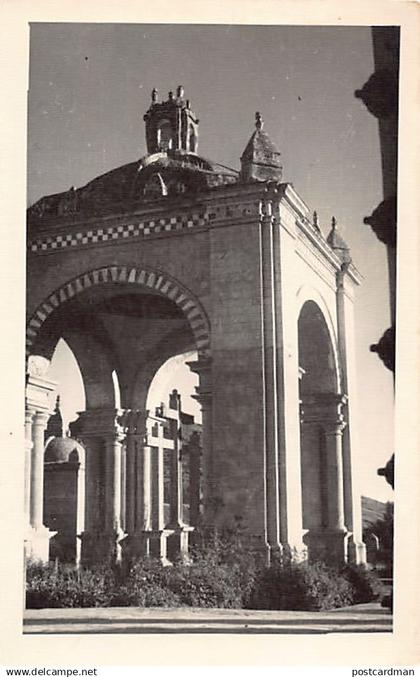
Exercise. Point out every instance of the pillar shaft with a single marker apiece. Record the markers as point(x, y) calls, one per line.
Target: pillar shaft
point(144, 491)
point(194, 488)
point(176, 498)
point(37, 469)
point(204, 397)
point(113, 483)
point(157, 516)
point(131, 466)
point(29, 415)
point(335, 498)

REQUIRED TASK
Leave out the pictures and print every line of the data exactly.

EXPECTED OUTPUT
Exercise. Point out every instance of the pillar shaft with a single marker apiece. Record the markers as point(x, y) calls, one per line.
Target: pillar shaft
point(144, 491)
point(194, 488)
point(176, 498)
point(37, 469)
point(204, 397)
point(113, 483)
point(157, 516)
point(131, 466)
point(29, 415)
point(335, 498)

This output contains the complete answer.